GOAL
Restate the data word for word and leave the images out.

Collection entries
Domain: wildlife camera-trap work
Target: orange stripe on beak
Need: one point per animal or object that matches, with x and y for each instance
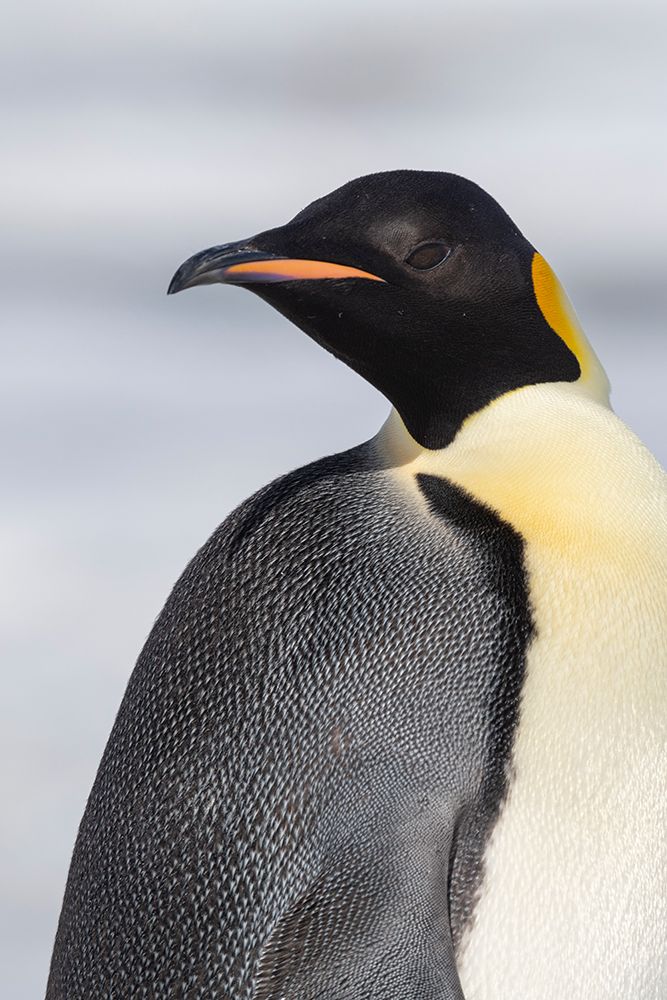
(293, 270)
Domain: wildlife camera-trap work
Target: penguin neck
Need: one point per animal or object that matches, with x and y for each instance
(552, 460)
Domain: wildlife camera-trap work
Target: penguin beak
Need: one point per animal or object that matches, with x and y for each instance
(243, 264)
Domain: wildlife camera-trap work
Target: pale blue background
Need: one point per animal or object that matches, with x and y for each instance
(135, 133)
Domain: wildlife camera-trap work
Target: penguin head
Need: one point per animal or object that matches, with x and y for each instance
(421, 283)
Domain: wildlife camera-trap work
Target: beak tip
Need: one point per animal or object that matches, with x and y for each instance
(177, 284)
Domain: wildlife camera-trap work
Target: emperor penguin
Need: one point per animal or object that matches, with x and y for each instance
(400, 730)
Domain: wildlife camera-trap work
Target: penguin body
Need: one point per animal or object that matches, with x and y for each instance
(573, 901)
(400, 730)
(303, 740)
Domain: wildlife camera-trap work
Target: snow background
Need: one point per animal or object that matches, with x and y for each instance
(134, 134)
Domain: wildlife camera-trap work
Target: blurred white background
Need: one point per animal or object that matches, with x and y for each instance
(135, 133)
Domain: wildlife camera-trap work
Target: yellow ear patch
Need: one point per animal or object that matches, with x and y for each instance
(558, 312)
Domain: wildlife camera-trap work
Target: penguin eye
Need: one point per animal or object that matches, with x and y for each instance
(428, 255)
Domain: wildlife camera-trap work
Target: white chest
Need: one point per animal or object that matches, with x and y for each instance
(574, 902)
(573, 905)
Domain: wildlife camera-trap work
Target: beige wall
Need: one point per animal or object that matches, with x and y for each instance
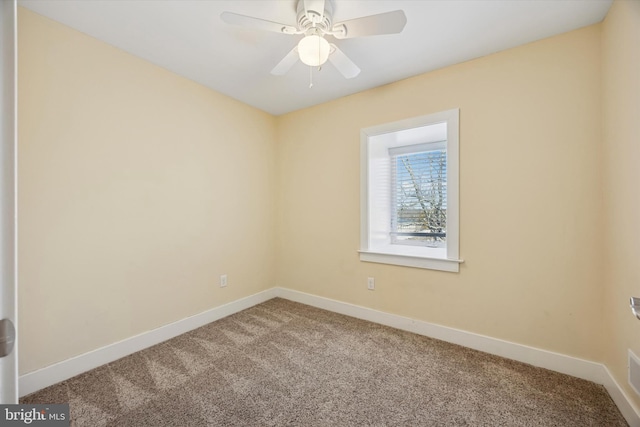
(530, 216)
(137, 189)
(621, 154)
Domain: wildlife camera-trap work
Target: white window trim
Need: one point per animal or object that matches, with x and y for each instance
(430, 258)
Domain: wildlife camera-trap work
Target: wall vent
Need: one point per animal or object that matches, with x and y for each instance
(634, 371)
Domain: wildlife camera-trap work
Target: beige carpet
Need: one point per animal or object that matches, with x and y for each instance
(282, 363)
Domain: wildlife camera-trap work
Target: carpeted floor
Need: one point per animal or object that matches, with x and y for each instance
(283, 363)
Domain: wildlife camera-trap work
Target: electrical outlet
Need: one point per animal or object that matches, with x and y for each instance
(371, 283)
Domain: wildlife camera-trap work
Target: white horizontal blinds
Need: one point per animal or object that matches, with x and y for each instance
(419, 194)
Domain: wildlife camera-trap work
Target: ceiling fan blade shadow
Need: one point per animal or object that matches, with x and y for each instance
(287, 62)
(257, 23)
(383, 23)
(342, 63)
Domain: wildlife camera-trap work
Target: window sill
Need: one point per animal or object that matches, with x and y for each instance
(411, 260)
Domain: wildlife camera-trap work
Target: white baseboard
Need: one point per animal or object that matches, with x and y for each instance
(36, 380)
(585, 369)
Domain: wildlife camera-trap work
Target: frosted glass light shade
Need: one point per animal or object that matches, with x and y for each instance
(313, 50)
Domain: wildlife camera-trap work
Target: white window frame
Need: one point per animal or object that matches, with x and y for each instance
(375, 204)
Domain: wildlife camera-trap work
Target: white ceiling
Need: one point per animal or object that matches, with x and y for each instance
(189, 38)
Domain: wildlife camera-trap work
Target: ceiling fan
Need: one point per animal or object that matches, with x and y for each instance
(315, 21)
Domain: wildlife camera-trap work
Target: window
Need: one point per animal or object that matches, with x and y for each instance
(409, 192)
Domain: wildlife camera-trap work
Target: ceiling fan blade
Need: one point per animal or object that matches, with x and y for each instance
(286, 63)
(339, 60)
(257, 23)
(314, 10)
(384, 23)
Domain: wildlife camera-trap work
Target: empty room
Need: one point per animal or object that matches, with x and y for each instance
(320, 212)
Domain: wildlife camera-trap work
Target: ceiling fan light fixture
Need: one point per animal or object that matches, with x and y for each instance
(313, 50)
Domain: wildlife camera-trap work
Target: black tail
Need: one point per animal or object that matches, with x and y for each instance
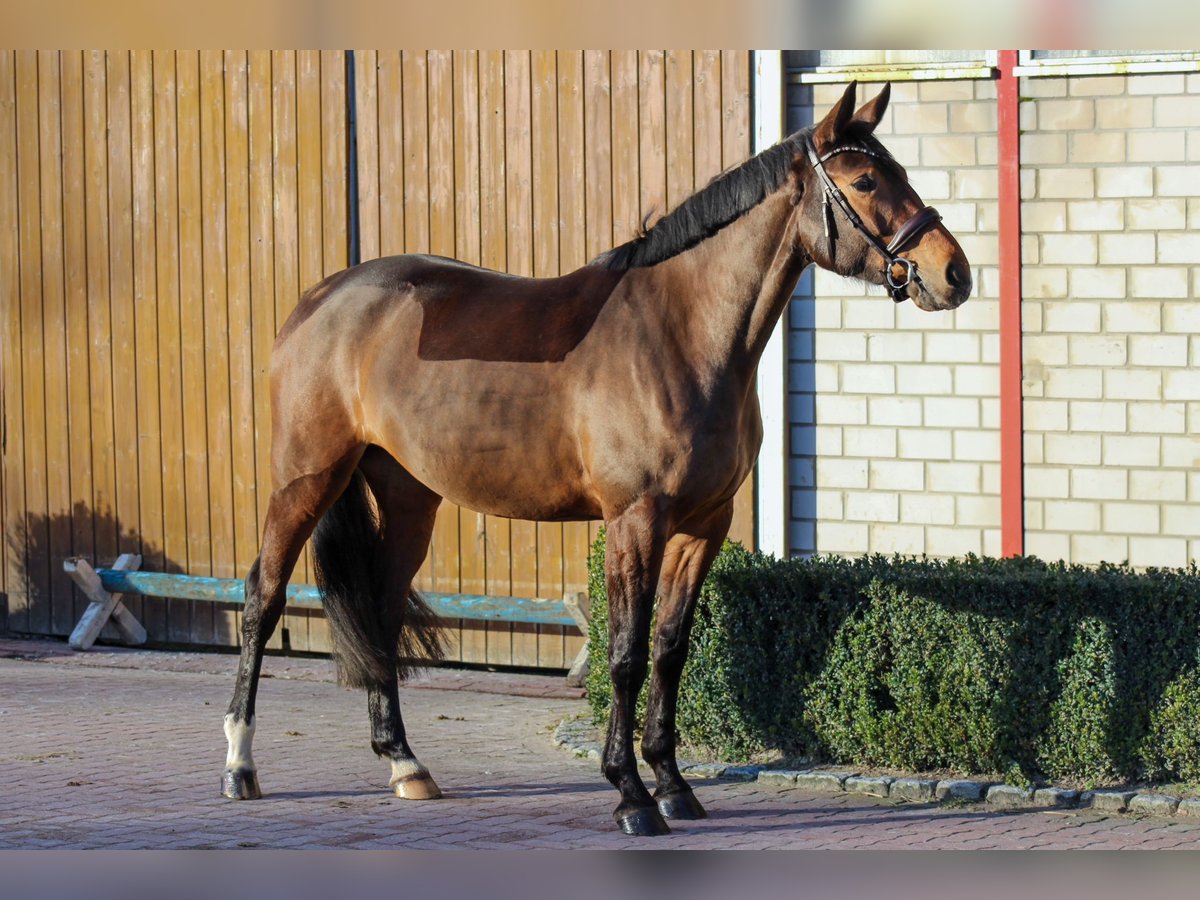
(348, 547)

RESPONSE TO THE TASK
Domain: wildlife camera-trap work
Target: orange stripe on beak
Need: one point per animal or object that matches, with x and y for each instance
(293, 270)
Domain: wildlife camera-trap work
Target: penguin neck
Need: one point per animal or object that matches, with x and y for each instance
(552, 460)
Domain: wildlife camera-trap work
Target: penguin beak
Need: one point per animal or object that matches, with x and y for each instance
(243, 264)
Domain: wildlife camera-trap work
Target: pale blue background
Need: one point per animal or object that matches, with x and y for each instance
(135, 133)
Domain: wildlife camera-trap work
Target: penguin head
Need: one point per animal or object that matches, with x and y for each instance
(421, 283)
Domain: wildlife camera-trap work
Target: beak tip
Need: one point per animal or object that matches, with x and y for each instance
(177, 284)
Domain: wildlife camera-trap work
Target: emperor penguin
Need: one point per animal or object that matches, with x and y for each instance
(400, 730)
Domain: wildlife camera-trap work
Target: penguin body
Need: one point per animal or object that matches, with x and y for each instance
(573, 901)
(400, 730)
(303, 740)
Domain: wildlife camera-trap work
Target: snow background
Need: one point per animal or object that matches, with x and y for each instance
(134, 134)
Domain: wildlife camera-trap work
Target: blurred white background
Need: one point per animal or object that matches, with x and y for each instance
(135, 133)
Domain: wildlife camera-trap work
Target: yellow ear patch
Need: one point per animal or object that matches, with x and y for each instance
(558, 312)
Domain: wildlife camera-trap work
Target: penguin eye
Need: one point per animal or object that matches, with x and y for each instance
(428, 255)
Domain: wildlife camera-trap work
Target: white chest
Need: one point per animal or object that matches, with x and y for each instance
(574, 902)
(573, 905)
Domain: wildlife camera-trap work
Target: beige wall
Need: one point per animal or object that matches, with x and y for each instance
(530, 216)
(137, 189)
(621, 154)
Domain: wildlife camera-trap work
Target: white window trim
Need: one point per animal or object that matches, with x and y for each instance
(430, 258)
Domain: wildlife camera-trap work
Target: wall vent
Need: one point per animal or object that matches, with x and y for each instance
(634, 371)
Domain: wildlife camera-trap work
Target: beige carpet
Need: one point per animal or object that matches, with x and y for each instance
(282, 363)
Domain: wildlife camera-trap work
Target: carpeted floor
Need: one point per animal or object that matches, with x and y for each instance
(283, 363)
Domain: wildlife camera-trap work
Target: electrical outlet
Need: one point per animal or object that matches, with x and y for each instance
(371, 283)
Domain: wildlife camera-trap work
Target: white horizontal blinds
Need: one point per animal or object that matches, with x and y for each instance
(419, 194)
Domain: wildlife camera-trap work
Target: ceiling fan blade shadow
Need: one point per animal or object that matches, with x and y for each instance
(287, 62)
(257, 23)
(383, 23)
(342, 63)
Domain: wildlife camera-trap work
Target: window sill
Need: one point per animal or object that matches, with x and y for each instance
(411, 260)
Domain: wildlife camera-trap work
Target: white baseboard
Need: one point per animal or object that matches, with x and y for each instance
(36, 380)
(585, 369)
Domain: wildlife camera-trap work
Target: frosted glass light shade
Need: one point per animal or object that matches, with x and y for each instance
(313, 50)
Domain: wildlife camera-trap work
Target: white window frame
Need: one point per animal or object that matches, with x and y for each instance
(375, 204)
Domain: wildlife camera-trap work
Target: white ceiling
Need: one point per animal or object that matches, with x and y for each instance
(189, 38)
Domain: wildlife camera-trap work
Target: ceiling fan
Need: one point per animal or object that matches, with x and y for each instance
(315, 21)
Domain: wildlife camera-trap work
Target: window
Need: one point per animal or object that matches, with x and y for each instance
(409, 192)
Domain: wildlife camera-trap work
Target: ceiling fan blade
Need: one point per animal or object that matches, with x and y for each instance
(286, 63)
(339, 60)
(257, 23)
(314, 10)
(384, 23)
Domain: wildlife camera-trap work
Target: empty room
Need: one point per animal or object that matches, with x and y for each instance
(320, 212)
Domain: wildlife camera-trap work
Target: ceiling fan light fixture
Need: one point per animal or object that matches, with x and y for each instance
(313, 50)
Domain: wildlife camera-trap work
Target: black tail
Need: one point per animal or object that matches, with x and y for each instance
(348, 547)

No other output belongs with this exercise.